Fonction scopique et champ du regard
Revenons à Paolo et Francesca. Sur la toile, ce ne sont pas essentiellement les lignes des murs et du sol qui délimitent l’espace restreint de la scène. Ce qui en fait un espace cerné, pris entre deux, c’est d’abord le croisement de deux regards : d’un côté le regard de Gianciotto Malatesta surprenant les deux amants ; de l’autre, notre regard de spectateurs jouissant de la grâce du baiser. Notre regard est prévu par la composition d’Ingres, qui ne s’arrête pas au bord inférieur de la toile, mais ménage un premier plan vide, le das d’un espace de médiation, entre le spectateur du tableau et la scène proprement dite.
Ce qui délimite cette scène proprement dite, c’est le croisement de deux regards : d’un côté le regard de celui qui regarde, qui cherche à surprendre la vérité, le regard de Gianciotto, surgi depuis le point de fuite de la composition ; de l’autre le regard de celui qui voit, qui jouit de ce qu’il y a à voir, le regard du spectateur, placé du côté du sujet de la représentation. Sur le schéma, à gauche, nous spectateurs extérieurs au tableau (ou lecteurs du roman), nous voyons la scène. Nous la voyons complètement, nous prenons plaisir à la voir, nous en tirons une jouissance esthétique. C’est là la fonction de l’œil, que le schéma distingue de celle du regard, à droite. Cette fonction de l’œil, avec tout ce qu’elle suppose de jeu pulsionnel, d’exacerbation ou, au contraire, de satisfaction d’un désir qui passe par le regard, est appelée fonction scopique28.

## CONSIGNE
Dans le texte fourni sur le tableau d'Ingres, d'où surgit le regard de Gianciotto ? Les entrées sont un matériau distinct du texte.

## DONNÉES AFFICHÉES
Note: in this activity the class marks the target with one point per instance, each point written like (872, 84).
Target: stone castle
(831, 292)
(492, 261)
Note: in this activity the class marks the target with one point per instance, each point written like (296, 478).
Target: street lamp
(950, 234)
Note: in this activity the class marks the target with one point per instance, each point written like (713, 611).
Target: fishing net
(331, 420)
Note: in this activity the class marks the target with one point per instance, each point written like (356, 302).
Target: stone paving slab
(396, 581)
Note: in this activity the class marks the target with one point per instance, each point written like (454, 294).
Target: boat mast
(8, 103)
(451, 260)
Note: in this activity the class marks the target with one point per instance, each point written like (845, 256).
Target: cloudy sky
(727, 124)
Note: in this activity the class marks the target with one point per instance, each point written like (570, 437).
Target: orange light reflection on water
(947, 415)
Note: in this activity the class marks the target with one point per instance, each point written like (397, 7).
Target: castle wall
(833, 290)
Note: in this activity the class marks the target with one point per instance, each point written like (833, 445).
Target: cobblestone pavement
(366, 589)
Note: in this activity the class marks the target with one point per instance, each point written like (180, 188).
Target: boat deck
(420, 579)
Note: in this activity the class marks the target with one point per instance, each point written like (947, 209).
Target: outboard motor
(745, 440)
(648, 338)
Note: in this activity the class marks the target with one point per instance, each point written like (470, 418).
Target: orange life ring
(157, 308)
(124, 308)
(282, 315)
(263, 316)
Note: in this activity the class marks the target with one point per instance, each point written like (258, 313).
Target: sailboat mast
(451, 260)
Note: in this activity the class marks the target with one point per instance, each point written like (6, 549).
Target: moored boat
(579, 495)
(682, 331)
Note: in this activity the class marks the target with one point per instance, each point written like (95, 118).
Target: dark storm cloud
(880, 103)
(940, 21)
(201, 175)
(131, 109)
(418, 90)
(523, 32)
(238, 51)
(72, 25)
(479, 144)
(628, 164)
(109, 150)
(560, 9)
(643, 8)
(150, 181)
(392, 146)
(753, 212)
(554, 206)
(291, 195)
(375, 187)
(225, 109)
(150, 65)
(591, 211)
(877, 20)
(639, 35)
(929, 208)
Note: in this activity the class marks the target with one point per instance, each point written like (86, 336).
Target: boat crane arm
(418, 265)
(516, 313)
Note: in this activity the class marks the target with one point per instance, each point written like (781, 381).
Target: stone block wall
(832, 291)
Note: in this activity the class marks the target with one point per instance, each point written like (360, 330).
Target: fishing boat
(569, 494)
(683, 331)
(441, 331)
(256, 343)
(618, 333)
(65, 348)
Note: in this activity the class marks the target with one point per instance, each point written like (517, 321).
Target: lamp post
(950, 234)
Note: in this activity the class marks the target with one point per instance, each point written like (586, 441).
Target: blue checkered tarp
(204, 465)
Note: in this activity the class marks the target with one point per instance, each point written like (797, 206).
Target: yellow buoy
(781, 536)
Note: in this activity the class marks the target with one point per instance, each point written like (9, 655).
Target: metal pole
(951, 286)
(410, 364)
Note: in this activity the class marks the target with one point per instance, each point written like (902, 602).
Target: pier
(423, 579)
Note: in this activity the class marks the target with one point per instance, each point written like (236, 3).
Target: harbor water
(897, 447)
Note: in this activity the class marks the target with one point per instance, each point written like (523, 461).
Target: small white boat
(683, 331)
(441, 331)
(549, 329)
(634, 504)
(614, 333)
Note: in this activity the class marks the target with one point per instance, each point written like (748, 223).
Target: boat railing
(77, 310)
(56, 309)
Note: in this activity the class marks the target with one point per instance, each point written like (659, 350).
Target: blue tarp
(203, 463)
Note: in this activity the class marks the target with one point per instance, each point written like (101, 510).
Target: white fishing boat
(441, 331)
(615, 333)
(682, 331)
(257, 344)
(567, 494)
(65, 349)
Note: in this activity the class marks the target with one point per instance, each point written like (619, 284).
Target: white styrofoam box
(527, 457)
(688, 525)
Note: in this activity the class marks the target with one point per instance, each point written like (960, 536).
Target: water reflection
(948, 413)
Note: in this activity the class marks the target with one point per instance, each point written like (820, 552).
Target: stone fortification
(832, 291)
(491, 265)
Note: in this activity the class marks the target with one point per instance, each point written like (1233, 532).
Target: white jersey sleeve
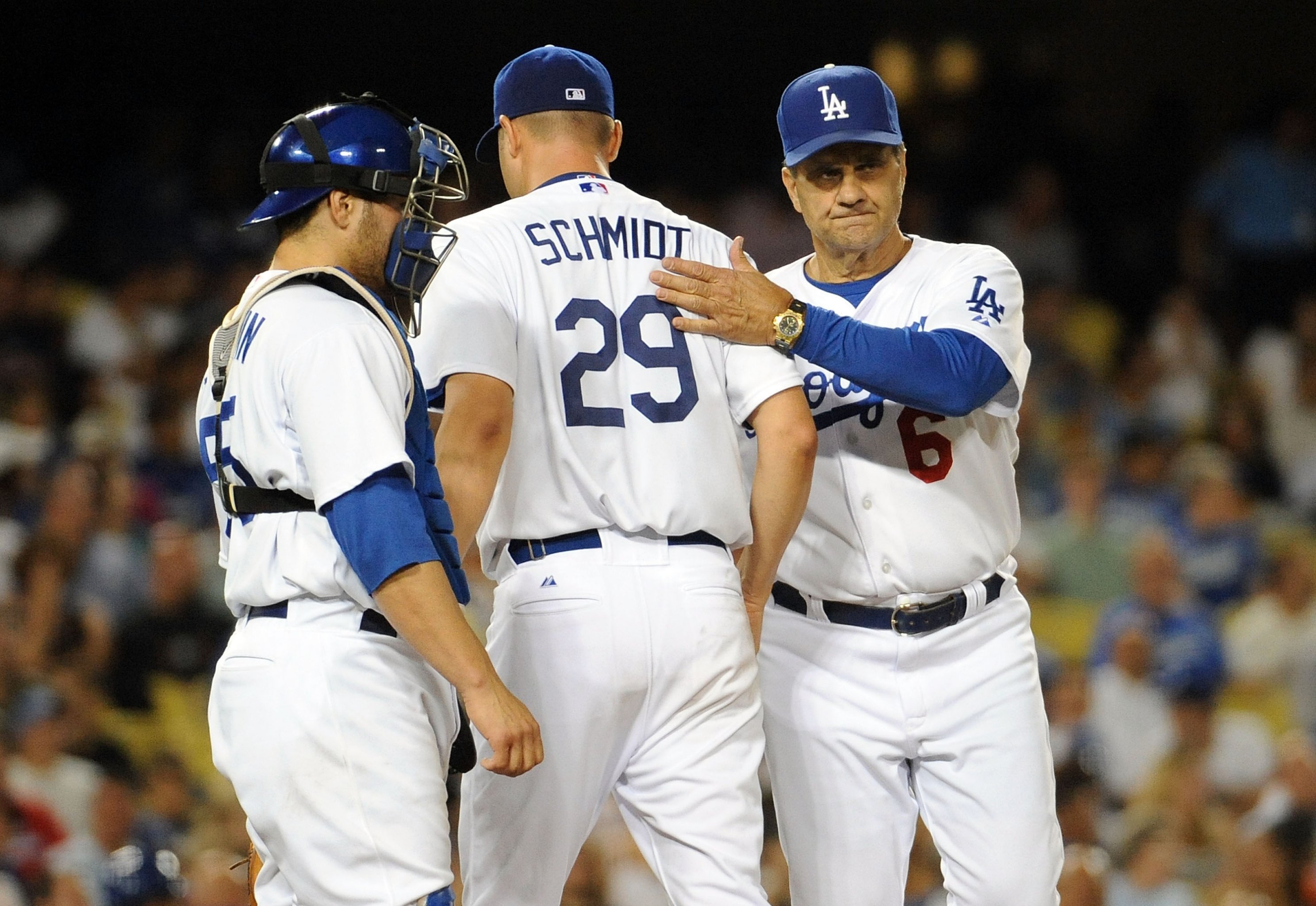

## RÉPONSE
Il surgit depuis le point de fuite de la composition.